» Supplied information
┄┄┄┄┄┄

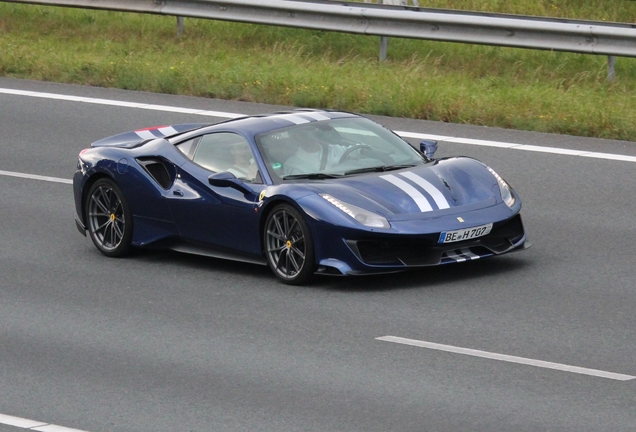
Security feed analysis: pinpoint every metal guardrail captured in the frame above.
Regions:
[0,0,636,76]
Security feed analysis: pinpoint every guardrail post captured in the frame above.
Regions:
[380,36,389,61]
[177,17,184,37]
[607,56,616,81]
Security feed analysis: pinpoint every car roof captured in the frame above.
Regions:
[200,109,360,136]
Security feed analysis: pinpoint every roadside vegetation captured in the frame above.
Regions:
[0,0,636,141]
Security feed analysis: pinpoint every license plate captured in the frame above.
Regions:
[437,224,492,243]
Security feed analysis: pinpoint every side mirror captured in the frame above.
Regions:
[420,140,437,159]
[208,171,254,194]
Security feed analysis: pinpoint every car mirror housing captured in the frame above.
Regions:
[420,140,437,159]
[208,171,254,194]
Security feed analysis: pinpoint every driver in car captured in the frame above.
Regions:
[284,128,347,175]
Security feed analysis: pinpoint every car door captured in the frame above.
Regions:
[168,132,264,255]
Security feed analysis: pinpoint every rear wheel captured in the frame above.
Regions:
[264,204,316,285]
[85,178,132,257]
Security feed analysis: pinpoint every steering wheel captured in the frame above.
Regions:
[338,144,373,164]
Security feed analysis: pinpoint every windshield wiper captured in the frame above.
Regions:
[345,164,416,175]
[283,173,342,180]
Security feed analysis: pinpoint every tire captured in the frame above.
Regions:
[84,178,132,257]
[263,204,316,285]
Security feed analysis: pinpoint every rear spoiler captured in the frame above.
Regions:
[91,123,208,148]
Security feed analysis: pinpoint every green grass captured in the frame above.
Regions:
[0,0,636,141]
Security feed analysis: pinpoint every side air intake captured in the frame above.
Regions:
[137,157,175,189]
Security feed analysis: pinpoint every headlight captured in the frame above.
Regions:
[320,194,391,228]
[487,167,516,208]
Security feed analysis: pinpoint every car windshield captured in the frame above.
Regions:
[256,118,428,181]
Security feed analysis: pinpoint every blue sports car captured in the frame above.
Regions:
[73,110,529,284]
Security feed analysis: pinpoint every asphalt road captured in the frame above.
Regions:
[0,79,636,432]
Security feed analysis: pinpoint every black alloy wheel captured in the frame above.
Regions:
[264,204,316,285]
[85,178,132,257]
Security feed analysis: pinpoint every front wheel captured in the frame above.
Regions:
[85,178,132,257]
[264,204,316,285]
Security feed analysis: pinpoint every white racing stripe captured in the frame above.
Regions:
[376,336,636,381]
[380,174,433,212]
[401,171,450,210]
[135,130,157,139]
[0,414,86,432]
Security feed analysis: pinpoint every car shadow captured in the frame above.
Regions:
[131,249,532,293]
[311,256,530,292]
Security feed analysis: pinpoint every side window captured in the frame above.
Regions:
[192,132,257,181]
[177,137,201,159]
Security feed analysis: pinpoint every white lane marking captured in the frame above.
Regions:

┄┄┄┄┄┄

» Work to do
Return every line of the material above verbatim, from the first line to the last, but omit the picture.

» Expected answer
Security feed analysis: pinpoint every metal guardrail captured in the frame above.
Regions:
[0,0,636,76]
Security feed analysis: pinpoint every guardrail post captured in the frame above.
Regions:
[380,36,389,61]
[177,17,184,37]
[607,56,616,81]
Security feed analysis: pinpoint every car roof captured in the frame above.
Regions:
[200,109,360,136]
Security feed analysis: pinpoint every roadside vegetation captured in the frame above.
Regions:
[0,0,636,141]
Security feed analysis: pinpoint every license plate captured in the frame above.
Regions:
[437,224,492,243]
Security feed analysis: pinpoint every side mirror captured in the frame above.
Regions:
[420,140,437,159]
[208,171,254,194]
Security feed analysis: pinpoint every car mirror housing captured in the frame above.
Regions:
[420,140,437,159]
[208,171,254,194]
Security feed analysis: pinpoint every driver in car captured in the frame above.
Regions:
[284,128,347,175]
Security feed analysis: pinpoint every car door captured in the frame above.
Regions:
[168,132,264,255]
Security feed analysis: pinpoint every rear wheel captured in the frame above.
Regions:
[264,204,316,285]
[85,178,132,257]
Security feed analysis: pinpoint every steering wheel captured in the frame above.
Regions:
[338,144,373,164]
Security feed analysis: pinpoint every windshield wiper captured in the frame above.
Regions:
[345,164,416,175]
[283,173,342,180]
Security feed analysis: pinpoint every tire captured in the frame above.
Regions:
[84,178,132,257]
[263,204,316,285]
Security feed analysis: pinpoint every rear spoiler captured in the frame above.
Regions:
[91,123,208,148]
Security feed analysis: pinpoint every green grass captured in the frame above.
Regions:
[0,0,636,141]
Security feed analysis: pinpoint every side air intake captured in the frame above.
Regions:
[137,157,175,189]
Security feed analysis: pinpoint every headlight captured in the frame above.
Regions:
[320,194,391,228]
[487,167,516,208]
Security feed analysis: pinpoint every car windshield captured in the frame above.
Regions:
[256,118,428,181]
Security feed analysis: pinpoint every blue sports car captured in the frame above.
Regions:
[73,110,529,284]
Security feed analysis: pinpoint every asphalt road captured in the frame above.
Regions:
[0,79,636,432]
Security feed analysis: pinpoint every black alloy wheel captured in the frame above.
Regions:
[264,204,316,285]
[85,178,132,257]
Security feed analysis: pinpoint every front wheel captured in the frame above.
Regions:
[85,178,132,257]
[264,204,316,285]
Security feed analysis: pinpoint every white racing stripe captured in the frame above.
Regions:
[376,336,636,381]
[380,174,433,212]
[401,171,450,210]
[135,130,157,139]
[0,414,86,432]
Security feed analysis: pinpoint every car shadow captured in the frame above.
Regions:
[131,249,532,293]
[311,256,530,292]
Security feed analysis: pinpoint every side window captured in the frame above.
Regions:
[192,132,257,181]
[177,137,201,159]
Security feed analysis: pinpoint every white lane marking captured in the frame above.
Regions:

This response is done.